> INFORMATION PROVIDED
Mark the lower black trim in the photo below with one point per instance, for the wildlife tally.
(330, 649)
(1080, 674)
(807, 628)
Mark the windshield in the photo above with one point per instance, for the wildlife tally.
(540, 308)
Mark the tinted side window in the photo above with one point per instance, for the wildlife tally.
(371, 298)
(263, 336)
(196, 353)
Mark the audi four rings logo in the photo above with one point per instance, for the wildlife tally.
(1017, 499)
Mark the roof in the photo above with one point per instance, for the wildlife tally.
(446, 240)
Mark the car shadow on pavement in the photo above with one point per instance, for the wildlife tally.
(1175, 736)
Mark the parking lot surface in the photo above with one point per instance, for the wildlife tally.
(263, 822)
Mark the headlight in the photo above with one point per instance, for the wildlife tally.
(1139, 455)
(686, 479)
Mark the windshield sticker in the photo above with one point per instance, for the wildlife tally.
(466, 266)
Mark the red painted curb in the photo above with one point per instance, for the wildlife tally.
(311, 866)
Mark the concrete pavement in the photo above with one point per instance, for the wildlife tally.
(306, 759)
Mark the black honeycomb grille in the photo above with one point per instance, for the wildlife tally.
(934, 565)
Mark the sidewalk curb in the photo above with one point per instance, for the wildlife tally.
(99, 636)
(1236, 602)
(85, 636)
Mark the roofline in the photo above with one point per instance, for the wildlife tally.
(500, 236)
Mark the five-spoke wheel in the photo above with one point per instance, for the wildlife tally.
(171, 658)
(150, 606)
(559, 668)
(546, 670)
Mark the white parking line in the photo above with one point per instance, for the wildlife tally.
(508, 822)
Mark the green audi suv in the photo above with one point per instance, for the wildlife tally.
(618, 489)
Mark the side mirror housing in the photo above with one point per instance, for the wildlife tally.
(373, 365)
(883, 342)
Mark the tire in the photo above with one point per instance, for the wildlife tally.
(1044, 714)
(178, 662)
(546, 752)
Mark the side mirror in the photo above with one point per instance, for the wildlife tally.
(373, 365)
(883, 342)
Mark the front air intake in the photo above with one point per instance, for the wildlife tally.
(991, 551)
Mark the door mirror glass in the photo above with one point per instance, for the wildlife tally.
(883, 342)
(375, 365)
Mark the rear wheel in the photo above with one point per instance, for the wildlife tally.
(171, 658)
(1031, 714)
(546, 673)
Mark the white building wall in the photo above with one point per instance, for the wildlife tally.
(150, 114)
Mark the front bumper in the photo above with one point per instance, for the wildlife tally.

> SET PROBLEM
Quote only the lines from the line containing "Mark the tire" through the end of the listing, please, keeping both the first and the last line.

> EXERCISE RESULT
Mark the tire in the photo above with one point per instance, for the wildlife tally.
(1044, 714)
(178, 662)
(546, 752)
Mark the side mirror in the photo above with one point per instance, for the wildlife tally.
(373, 365)
(883, 342)
Mark the front air intake in the photo above with one point per instance, for the wildlife tally.
(991, 551)
Mark the door mirror glass in the photo above with one point per instance, for the wildlife tally.
(883, 342)
(375, 365)
Mark the rear wheel in the photo above with one point per instance, for the wildlife tally.
(171, 658)
(1031, 714)
(546, 673)
Mark the white building wall in the photo above with one point per instance, for the wildlife tally.
(150, 114)
Mark the front bumper in the photo above with one point per instance, for the wildlife tally.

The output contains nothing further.